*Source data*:
⟨

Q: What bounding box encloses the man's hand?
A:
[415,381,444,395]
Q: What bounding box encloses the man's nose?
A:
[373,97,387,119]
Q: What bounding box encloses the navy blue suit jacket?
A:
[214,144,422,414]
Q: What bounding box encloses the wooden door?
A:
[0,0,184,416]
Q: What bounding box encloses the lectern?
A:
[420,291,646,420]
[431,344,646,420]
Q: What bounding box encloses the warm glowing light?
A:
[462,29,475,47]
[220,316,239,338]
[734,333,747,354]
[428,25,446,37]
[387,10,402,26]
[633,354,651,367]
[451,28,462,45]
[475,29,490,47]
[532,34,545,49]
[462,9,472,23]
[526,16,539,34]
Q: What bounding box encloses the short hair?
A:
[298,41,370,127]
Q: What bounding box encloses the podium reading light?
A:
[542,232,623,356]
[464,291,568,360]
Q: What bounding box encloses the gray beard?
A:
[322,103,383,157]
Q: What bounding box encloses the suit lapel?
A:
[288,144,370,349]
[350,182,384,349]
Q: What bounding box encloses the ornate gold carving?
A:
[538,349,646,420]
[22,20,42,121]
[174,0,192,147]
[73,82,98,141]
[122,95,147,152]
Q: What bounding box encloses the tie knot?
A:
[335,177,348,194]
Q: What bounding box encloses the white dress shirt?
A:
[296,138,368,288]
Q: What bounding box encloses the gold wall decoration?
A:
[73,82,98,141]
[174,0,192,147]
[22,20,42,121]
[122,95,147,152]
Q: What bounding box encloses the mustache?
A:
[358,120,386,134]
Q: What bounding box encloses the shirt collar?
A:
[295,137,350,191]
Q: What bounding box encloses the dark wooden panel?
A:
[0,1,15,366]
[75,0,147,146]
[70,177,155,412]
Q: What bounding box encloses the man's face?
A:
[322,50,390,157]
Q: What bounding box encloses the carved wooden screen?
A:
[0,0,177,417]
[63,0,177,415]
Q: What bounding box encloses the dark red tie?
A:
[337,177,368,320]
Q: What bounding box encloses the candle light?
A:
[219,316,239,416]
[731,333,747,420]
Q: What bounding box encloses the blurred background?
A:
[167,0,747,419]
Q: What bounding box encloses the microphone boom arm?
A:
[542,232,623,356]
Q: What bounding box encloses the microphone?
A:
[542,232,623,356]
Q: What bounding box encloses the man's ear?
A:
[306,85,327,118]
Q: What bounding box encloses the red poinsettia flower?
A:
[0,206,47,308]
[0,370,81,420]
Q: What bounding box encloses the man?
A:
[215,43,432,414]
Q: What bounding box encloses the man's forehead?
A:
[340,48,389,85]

⟩

*GIVEN TASK*: Scale part of the material above, copying every line from the one containing "Q: What bounding box encloses the man's nose?" through the one containing "[306,85,327,118]", both included, with the requests kept as they are. Multiply each bounding-box coordinate in the answers by 2.4 and round to the nearest whole number, with halves rounded up.

*TASK OUTPUT*:
Q: What bounding box encloses the man's nose?
A:
[895,233,929,286]
Q: What bounding box encloses the navy blue suit jacket?
A:
[514,346,1013,994]
Q: What bounding box encloses the wooden door?
A:
[0,0,442,998]
Q: What bounding box encloses the lectern?
A:
[1008,698,1550,1008]
[1034,826,1550,1008]
Q: What bounding box encloses the warm glowing light?
A:
[1109,70,1140,113]
[528,758,574,811]
[1762,799,1793,850]
[1027,60,1070,89]
[929,24,965,62]
[1519,850,1562,881]
[1082,67,1109,108]
[1140,70,1176,113]
[1277,82,1308,118]
[1109,22,1133,55]
[1262,38,1294,82]
Q: What bounding box encloses the short hair?
A:
[715,98,888,305]
Q: What bounding box encloses the podium reading light?
A:
[1301,557,1495,854]
[1114,698,1363,864]
Q: What bounding box encloses the gray beard?
A:
[773,247,919,377]
Q: What bounding box encloses the suit lapel?
A:
[691,346,888,838]
[840,437,922,838]
Q: What bounding box encloses the ornate gold carving?
A:
[1291,838,1550,1008]
[53,48,101,290]
[418,0,461,353]
[175,197,235,338]
[293,228,353,365]
Q: What bounding box encloses the tie knot?
A:
[804,425,835,466]
Q: What bounding box encloses the white dress shirt?
A:
[710,331,883,691]
Q: What bounding box encloses the gold wall decoration?
A:
[175,197,235,338]
[418,0,461,353]
[53,48,101,290]
[293,228,353,365]
Q: What bounding box encloses the mustache?
A:
[859,288,926,322]
Q: What bounding box encloses the shirt collar?
A:
[708,329,840,458]
Q: What bounding box encloses the dark wooden panel?
A:
[0,2,36,878]
[180,0,353,350]
[168,425,372,989]
Q: What bounding box encloses the man's face?
A:
[773,120,936,377]
Q: What bounding box encloses the carved wooden screen?
A:
[0,0,425,1001]
[151,0,425,996]
Q: What bounding box encloses the dark red tie?
A:
[809,425,883,768]
Q: What bounding box encloses the candle light?
A:
[526,758,574,998]
[1754,799,1793,1008]
Q: What bounding box encloses the blurred background?
A:
[401,0,1793,1006]
Q: What bounding box encloses the microphone boom arm?
A:
[1301,557,1495,854]
Q: What bounding box encloses the microphone?
A:
[1301,557,1495,854]
Q: What bounding box encloses the man's ear?
A:
[734,204,785,283]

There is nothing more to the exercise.